* Set task A *
Reproduce the stretch of the food ethics blog post from "But I fear that" through "breakfast on Friday.".
* Set task B *
Answer these questions from the food ethics blog post:
(i) What date heads the post?
(ii) What did the writer post a series of blogs about a couple of years back?
(iii) Which meal does the writer decide to talk about?

* Text excerpt *
March 3, 2013
A couple of years back I posted a series of blogs about places. Thinking about the place you eat is on the lighter side of food ethics, so we should start out by thanking our lucky stars, or whoever and whatever it is that gives us the luxury to consider where and how we eat, rather than just scarfing down a meal wherever it becomes available. The fact that many people who could be a little more deliberate also scarf down chow wherever it becomes available shows why there’s any ethics point to be made at all. Another one of those “quiet desperation” things.
But I fear that we are getting entirely too serious on a weekend when the Federal government has provided ripe comic opportunities. If any self-respecting blogger is going to ignore the openings for satire and sarcasm that sequestration affords (and I plan to), then they had sho’ ‘nuff better find something else to talk about that’s at least nominally amusing. So I thought I would talk about my breakfast on Friday.

* Recorded data *

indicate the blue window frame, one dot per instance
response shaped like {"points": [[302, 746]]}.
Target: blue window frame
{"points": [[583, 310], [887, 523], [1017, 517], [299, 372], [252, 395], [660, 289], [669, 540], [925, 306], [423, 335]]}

* Correct answer A *
But I fear that we are getting entirely too serious on a weekend when the Federal government has provided ripe comic opportunities. If any self-respecting blogger is going to ignore the openings for satire and sarcasm that sequestration affords (and I plan to), then they had sho’ ‘nuff better find something else to talk about that’s at least nominally amusing. So I thought I would talk about my breakfast on Friday.

* Correct answer B *
(i) March 3, 2013
(ii) Places
(iii) The writer's breakfast on Friday